**THE PROBLEM**
Repeat the entire listing exactly.
DATASET RECORDS start
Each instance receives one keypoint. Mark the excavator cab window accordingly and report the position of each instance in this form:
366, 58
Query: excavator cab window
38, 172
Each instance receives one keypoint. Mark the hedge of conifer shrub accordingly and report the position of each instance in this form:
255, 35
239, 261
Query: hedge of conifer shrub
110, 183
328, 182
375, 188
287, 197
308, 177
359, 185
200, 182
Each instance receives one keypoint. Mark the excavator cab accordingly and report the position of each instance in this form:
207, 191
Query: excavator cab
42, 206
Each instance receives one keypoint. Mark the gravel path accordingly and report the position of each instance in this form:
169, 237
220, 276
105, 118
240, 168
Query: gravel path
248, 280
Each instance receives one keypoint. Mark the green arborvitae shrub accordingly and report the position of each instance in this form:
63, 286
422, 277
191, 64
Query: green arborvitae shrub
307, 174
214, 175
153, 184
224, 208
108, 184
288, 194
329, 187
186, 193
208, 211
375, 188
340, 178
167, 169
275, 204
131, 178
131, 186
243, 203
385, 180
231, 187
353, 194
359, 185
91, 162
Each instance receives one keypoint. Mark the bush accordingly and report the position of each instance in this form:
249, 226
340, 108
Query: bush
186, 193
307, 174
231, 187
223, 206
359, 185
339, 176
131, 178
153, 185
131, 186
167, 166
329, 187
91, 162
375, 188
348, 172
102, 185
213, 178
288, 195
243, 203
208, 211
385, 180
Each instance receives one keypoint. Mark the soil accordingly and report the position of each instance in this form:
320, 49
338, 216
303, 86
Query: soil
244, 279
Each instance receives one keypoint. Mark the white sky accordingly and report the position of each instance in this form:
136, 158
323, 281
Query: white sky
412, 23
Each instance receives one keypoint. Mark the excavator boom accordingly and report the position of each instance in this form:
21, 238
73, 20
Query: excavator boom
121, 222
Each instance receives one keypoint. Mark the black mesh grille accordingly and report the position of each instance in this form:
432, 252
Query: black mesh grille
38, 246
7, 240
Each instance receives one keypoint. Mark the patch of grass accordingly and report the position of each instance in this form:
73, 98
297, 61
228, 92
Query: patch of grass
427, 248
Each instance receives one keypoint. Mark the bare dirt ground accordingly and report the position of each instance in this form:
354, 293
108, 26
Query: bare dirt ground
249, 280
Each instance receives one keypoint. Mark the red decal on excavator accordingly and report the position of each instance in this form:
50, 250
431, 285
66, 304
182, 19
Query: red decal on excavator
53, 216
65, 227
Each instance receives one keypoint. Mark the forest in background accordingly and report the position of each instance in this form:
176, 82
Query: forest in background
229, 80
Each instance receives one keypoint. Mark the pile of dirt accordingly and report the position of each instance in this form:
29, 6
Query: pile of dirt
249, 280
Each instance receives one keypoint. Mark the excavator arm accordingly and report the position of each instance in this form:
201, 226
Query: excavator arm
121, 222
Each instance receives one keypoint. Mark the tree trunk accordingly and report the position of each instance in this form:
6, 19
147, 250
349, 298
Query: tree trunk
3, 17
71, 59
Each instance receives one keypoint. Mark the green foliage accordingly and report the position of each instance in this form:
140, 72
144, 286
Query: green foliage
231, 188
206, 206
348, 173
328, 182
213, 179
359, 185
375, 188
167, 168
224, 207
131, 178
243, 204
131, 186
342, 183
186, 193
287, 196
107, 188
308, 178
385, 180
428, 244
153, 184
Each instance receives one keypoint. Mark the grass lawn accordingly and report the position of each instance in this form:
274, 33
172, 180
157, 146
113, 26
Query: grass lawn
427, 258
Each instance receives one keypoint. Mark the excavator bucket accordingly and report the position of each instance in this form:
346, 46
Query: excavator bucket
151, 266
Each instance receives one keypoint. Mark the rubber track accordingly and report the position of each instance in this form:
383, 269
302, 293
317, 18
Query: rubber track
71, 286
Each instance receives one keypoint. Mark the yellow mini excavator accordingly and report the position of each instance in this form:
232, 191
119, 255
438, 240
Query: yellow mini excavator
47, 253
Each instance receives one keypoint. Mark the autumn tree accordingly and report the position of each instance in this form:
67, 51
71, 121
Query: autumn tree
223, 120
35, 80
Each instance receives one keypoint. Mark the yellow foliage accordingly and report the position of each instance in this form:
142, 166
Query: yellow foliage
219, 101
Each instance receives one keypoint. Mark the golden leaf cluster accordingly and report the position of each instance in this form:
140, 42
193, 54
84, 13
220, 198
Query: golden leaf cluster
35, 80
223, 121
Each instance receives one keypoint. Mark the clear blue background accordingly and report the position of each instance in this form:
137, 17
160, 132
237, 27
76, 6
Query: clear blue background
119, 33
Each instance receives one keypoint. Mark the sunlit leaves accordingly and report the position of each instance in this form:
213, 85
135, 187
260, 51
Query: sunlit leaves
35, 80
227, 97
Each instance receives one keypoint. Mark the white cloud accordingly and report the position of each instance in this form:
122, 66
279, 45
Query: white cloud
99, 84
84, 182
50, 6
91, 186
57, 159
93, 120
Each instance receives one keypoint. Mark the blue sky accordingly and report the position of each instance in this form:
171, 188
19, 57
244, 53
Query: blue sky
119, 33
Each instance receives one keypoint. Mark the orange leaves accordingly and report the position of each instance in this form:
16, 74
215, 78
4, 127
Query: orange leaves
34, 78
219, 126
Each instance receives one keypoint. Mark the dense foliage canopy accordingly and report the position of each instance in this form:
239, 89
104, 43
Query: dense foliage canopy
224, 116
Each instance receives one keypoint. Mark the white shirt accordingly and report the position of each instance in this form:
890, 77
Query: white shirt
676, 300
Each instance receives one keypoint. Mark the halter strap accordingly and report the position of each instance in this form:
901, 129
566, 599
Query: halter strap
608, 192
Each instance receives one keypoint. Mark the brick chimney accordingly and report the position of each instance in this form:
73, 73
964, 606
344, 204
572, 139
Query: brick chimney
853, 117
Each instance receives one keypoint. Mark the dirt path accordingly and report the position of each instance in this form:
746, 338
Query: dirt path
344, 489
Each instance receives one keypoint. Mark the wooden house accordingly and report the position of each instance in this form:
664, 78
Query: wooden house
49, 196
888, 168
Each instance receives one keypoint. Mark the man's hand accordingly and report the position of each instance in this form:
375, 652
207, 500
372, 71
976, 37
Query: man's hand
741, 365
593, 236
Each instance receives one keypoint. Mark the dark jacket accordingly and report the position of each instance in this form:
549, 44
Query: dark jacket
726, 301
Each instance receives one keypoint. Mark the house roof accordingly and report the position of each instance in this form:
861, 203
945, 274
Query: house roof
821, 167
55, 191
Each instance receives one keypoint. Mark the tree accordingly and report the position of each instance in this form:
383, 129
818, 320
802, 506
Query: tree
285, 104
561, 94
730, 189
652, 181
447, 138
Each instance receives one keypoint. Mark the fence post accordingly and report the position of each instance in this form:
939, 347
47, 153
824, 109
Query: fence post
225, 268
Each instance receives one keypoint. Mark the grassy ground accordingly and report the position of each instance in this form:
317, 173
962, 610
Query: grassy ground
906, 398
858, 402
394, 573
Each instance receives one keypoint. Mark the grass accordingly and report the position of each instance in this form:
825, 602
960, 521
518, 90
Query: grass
DATASET RECORDS end
**TASK RESULT**
Each instance receives one keypoint. Mark the excavator cab window accordingly and report the position of each instance in this form:
366, 58
Query: excavator cab window
38, 172
Each instance receives one keypoint. Mark the hedge of conifer shrub accordingly and report the position of each instance in this form:
255, 35
239, 261
Query: hedge of conifer shrub
110, 183
328, 182
375, 188
287, 197
308, 177
359, 185
200, 182
Each instance receives one keypoint. Mark the excavator cab accordingly and report the position of each instance in this form:
207, 191
Query: excavator cab
42, 206
Each instance receives one keypoint. Mark the gravel path accordingly and report the position of each instance in this form:
169, 237
220, 276
105, 118
240, 168
Query: gravel path
248, 280
Each instance receives one keypoint. Mark the green arborvitae shrub accordingly and report the position of each instance in this form:
63, 286
422, 277
191, 64
Query: green arborvitae shrub
307, 174
214, 175
153, 184
224, 208
108, 184
288, 194
329, 187
186, 193
208, 211
375, 188
340, 178
167, 169
275, 204
131, 178
131, 186
243, 203
385, 180
231, 187
353, 194
359, 185
91, 162
Each instance receives one keypoint. Mark the bush accordingly and report the position of each instance in this form:
249, 226
340, 108
Query: bush
186, 193
307, 174
231, 187
223, 206
359, 185
339, 176
131, 178
153, 185
131, 186
167, 166
329, 187
91, 162
375, 188
348, 172
102, 185
213, 178
288, 195
243, 203
208, 211
385, 180
Each instance receives one keypoint. Mark the soil accordingly and report the position of each instance in this form:
320, 49
338, 216
303, 86
Query: soil
244, 279
Each instance receives one keypoint. Mark the white sky accordingly and report the position of each instance in this form:
136, 158
323, 281
Query: white sky
412, 23
Each instance receives one keypoint. Mark the excavator boom accordingly and report the position of each instance in this form:
21, 238
73, 20
Query: excavator boom
121, 222
Each instance receives one keypoint. Mark the black mesh grille accordingly and report the position of each instance in this form:
432, 252
Query: black mesh grille
38, 246
7, 240
Each instance receives one keypoint. Mark the patch of grass accordingly and report the position of each instance in this form:
73, 98
297, 61
228, 92
Query: patch of grass
427, 248
Each instance receives one keypoint. Mark the bare dirt ground accordingly and report the position of each instance in this form:
354, 293
108, 26
Query: bare dirt ground
249, 280
Each instance receives one keypoint. Mark the red decal on excavator accordingly and report the position of each instance in this form:
50, 250
431, 285
66, 304
182, 19
Query: red decal on excavator
53, 216
65, 227
Each instance receives one keypoint. Mark the forest in background accordingly and report the position of each instance in this form:
176, 82
Query: forest in background
229, 80
Each instance receives one keypoint. Mark the pile of dirt accordingly and report the position of each instance in this form:
29, 6
Query: pile of dirt
249, 280
Each instance receives one keypoint. Mark the excavator arm accordingly and report the position of each instance in this form:
201, 226
Query: excavator arm
121, 222
Each instance receives one keypoint. Mark the tree trunk accordingly and report the position of each instance in this form:
6, 19
147, 250
349, 298
Query: tree trunk
3, 17
71, 59
Each instance receives one keypoint. Mark the green foliage accordingly and report the position of each instance in this form:
140, 72
144, 286
Query: green foliage
231, 188
206, 206
348, 173
328, 182
213, 179
359, 185
375, 188
167, 168
224, 207
131, 178
243, 204
131, 186
342, 183
186, 193
287, 196
107, 188
308, 178
385, 180
428, 244
153, 184
Each instance receives one keypoint. Mark the grass lawn accordingly and report the position of each instance in this form:
274, 33
172, 180
157, 146
113, 26
Query: grass lawn
427, 258
Each instance receives one keypoint. Mark the excavator bucket accordingly and report the position of each instance in this form:
346, 46
Query: excavator bucket
151, 266
Each instance receives one keypoint. Mark the rubber track accordingly and report the position of each instance in this form:
383, 269
302, 293
317, 18
Query: rubber track
71, 286
Each instance receives one keypoint. Mark the yellow mini excavator accordingly and report the position of each instance in this form:
232, 191
119, 255
438, 240
Query: yellow mini excavator
47, 253
Each instance receives one keypoint. Mark the autumn tree accordingly and report the position of each instance in this form:
67, 51
71, 121
Query: autumn tree
223, 120
35, 80
Each instance receives one keypoint. Mark the yellow foliage accordingly and report the position of each instance in this form:
142, 166
Query: yellow foliage
219, 101
Each instance receives one keypoint. Mark the golden leaf cluster accordingly and report the position of each instance in this form:
140, 42
193, 54
84, 13
220, 198
Query: golden leaf cluster
35, 80
223, 121
Each instance receives one keypoint. Mark the clear blue background accordingly and report the position of each instance in this form:
137, 17
160, 132
237, 27
76, 6
Query: clear blue background
119, 33
Each instance receives one keypoint. Mark the sunlit leaves accordingly and report the position of each instance in this form:
213, 85
135, 187
260, 51
Query: sunlit leaves
35, 80
227, 97
Each instance receives one keypoint. Mark the white cloud accordingly and report the position of each instance in this form:
122, 66
279, 45
Query: white cloud
99, 84
84, 182
50, 6
91, 186
57, 159
93, 120
Each instance receives one keypoint. Mark the blue sky accordingly and report the position of each instance in this form:
171, 188
19, 57
244, 53
Query: blue sky
119, 33
Each instance receives one keypoint. Mark the orange leaves accordingly and report the position of each instance in this form:
16, 74
215, 78
4, 127
Query: orange leaves
34, 78
219, 126
Each instance receives one keypoint. Mark the dense foliage canopy accordingly and report the position of each instance in this form:
239, 89
104, 43
Query: dense foliage canopy
224, 116
Each instance receives one keypoint. Mark the white shirt accordingly and report the position of each instance in this form:
890, 77
Query: white shirt
676, 300
Each instance receives one keypoint. Mark the halter strap accordingly and report the position of each instance in this form:
901, 129
566, 599
Query: halter strap
608, 192
Each instance receives one keypoint. Mark the brick chimney accordingly and report the position of each instance in this form:
73, 73
964, 606
344, 204
572, 139
Query: brick chimney
853, 117
Each instance receives one keypoint. Mark the dirt path accordingly and report the position of each instance in this form:
746, 338
Query: dirt path
344, 489
Each instance receives one keypoint. Mark the wooden house accordingly and report the position of each instance in this form:
664, 78
Query: wooden house
49, 196
888, 168
Each instance receives one keypoint. Mark the man's hand accordingly and report the position of each instance in this form:
375, 652
207, 500
372, 71
976, 37
Query: man's hand
741, 365
593, 236
Each instance receives one keypoint. Mark the dark jacket accordingly and report the position of each instance in this form:
549, 44
Query: dark jacket
726, 301
Each instance receives one keypoint. Mark the house roof accordingly and report the position of each instance in this form:
861, 203
945, 274
Query: house roof
821, 167
55, 191
Each instance receives one keypoint. Mark the tree accordingly and report the position of each instance in this form:
383, 129
818, 320
802, 506
Query: tree
285, 104
561, 94
730, 189
652, 181
447, 138
Each instance receives one keypoint. Mark the fence post accordingly and report the position of each instance in this form:
939, 347
47, 153
824, 109
Query: fence post
225, 268
Each instance receives one keypoint. Mark the grassy ground accordingly and report the position of each instance in this form:
317, 173
962, 610
Query: grassy ground
906, 398
858, 402
394, 573
Each instance receives one keypoint. Mark the grass accordingly and report the position of each instance in this form:
825, 602
960, 521
518, 90
Query: grass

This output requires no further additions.